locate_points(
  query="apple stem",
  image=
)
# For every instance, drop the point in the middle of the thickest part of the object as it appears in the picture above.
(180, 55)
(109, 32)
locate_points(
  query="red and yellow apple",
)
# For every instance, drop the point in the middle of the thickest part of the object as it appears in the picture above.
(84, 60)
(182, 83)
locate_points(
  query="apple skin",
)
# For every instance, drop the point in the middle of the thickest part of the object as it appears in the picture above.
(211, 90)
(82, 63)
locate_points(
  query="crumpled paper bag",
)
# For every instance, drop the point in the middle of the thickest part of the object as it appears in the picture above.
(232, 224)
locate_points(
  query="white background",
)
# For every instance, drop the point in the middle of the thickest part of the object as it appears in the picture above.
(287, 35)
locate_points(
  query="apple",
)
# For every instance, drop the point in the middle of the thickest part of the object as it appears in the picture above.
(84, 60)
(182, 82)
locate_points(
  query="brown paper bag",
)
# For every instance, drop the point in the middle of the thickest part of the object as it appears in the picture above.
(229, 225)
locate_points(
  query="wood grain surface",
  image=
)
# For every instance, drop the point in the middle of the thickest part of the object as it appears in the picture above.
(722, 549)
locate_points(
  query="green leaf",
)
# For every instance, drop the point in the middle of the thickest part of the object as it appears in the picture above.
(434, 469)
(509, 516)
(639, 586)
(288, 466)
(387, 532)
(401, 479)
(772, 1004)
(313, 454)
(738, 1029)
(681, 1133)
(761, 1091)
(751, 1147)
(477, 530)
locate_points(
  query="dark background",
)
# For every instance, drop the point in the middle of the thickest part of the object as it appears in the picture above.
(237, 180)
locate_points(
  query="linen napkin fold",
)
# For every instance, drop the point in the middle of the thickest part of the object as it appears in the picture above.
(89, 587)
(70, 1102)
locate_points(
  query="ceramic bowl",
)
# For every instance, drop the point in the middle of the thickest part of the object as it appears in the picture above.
###
#### Activity:
A single figure is required: the number of lines above in which the word "background" occurs.

#### Response box:
2